== Parts of the exercise ==
- A) Using the derivatives chapter, explain in one to three sentences why a car's speedometer is used to illustrate the derivative.
- B) Answer these from the derivatives chapter:
(i) How is average speed over the interval [t₁, t₂] computed?
(ii) What does a flat tangent line with zero slope indicate?
(iii) Which interpretation does the chapter call the most useful for machine learning?
- C) Reproduce the derivatives chapter word for word between "Interpretation 1: Instantaneous" and "the instantaneous rate of change.", inclusive.

== Extract ==
★ ★ ★ ★ ★

Chapter 2: Derivatives Intuition
“The derivative measures instantaneous rate of change. It’s the slope of the tangent line. It tells you: if I nudge the input, how much does the output change?”
Three Ways to Think About Derivatives
The derivative is one of the most important concepts in all of mathematics—and it has multiple interpretations that are all equally valid.
Interpretation 1: Instantaneous Rate of Change
Imagine you’re driving a car. Your speedometer shows your instantaneous speed—how fast you’re going right now, not your average speed over the trip.
If your position is p(t) at time t, then:
Average speed over interval [t₁, t₂]: (p(t₂) - p(t₁)) / (t₂ - t₁)
Instantaneous speed at time t: p’(t) = lim[h→0] (p(t+h) - p(t)) / h
The derivative gives you the instantaneous rate of change.
Interpretation 2: Slope of the Tangent Line
Geometrically, the derivative at a point is the slope of the line that just touches the curve at that point.
/
/ ← tangent line (slope = derivative)
•
/|
/ |
/ |
──────────
If the tangent line goes up (positive slope), the function is increasing
If the tangent line goes down (negative slope), the function is decreasing
If the tangent line is flat (zero slope), you’re at a local maximum or minimum
Interpretation 3: Sensitivity (The ML Interpretation)
This is the most useful interpretation for machine learning:
The derivative tells you how sensitive the output is to changes in the input.

★ ★ ★ ★ ★

== Source excerpt ==
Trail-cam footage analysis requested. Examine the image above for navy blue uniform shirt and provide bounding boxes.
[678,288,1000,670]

★ ★ ★ ★ ★

== Outputs ==
- A) A speedometer shows instantaneous speed, meaning how fast the car is going right now rather than its average speed over the trip. The derivative also gives the instantaneous rate of change. If position is p(t), the derivative p'(t) is the limit of (p(t+h) - p(t)) / h as h approaches 0.

- B)
(i) (p(t₂) - p(t₁)) / (t₂ - t₁)
(ii) You're at a local maximum or minimum.
(iii) Sensitivity: how sensitive the output is to changes in the input.

- C)
Interpretation 1: Instantaneous Rate of Change
Imagine you’re driving a car. Your speedometer shows your instantaneous speed—how fast you’re going right now, not your average speed over the trip.
If your position is p(t) at time t, then:
Average speed over interval [t₁, t₂]: (p(t₂) - p(t₁)) / (t₂ - t₁)
Instantaneous speed at time t: p’(t) = lim[h→0] (p(t+h) - p(t)) / h
The derivative gives you the instantaneous rate of change.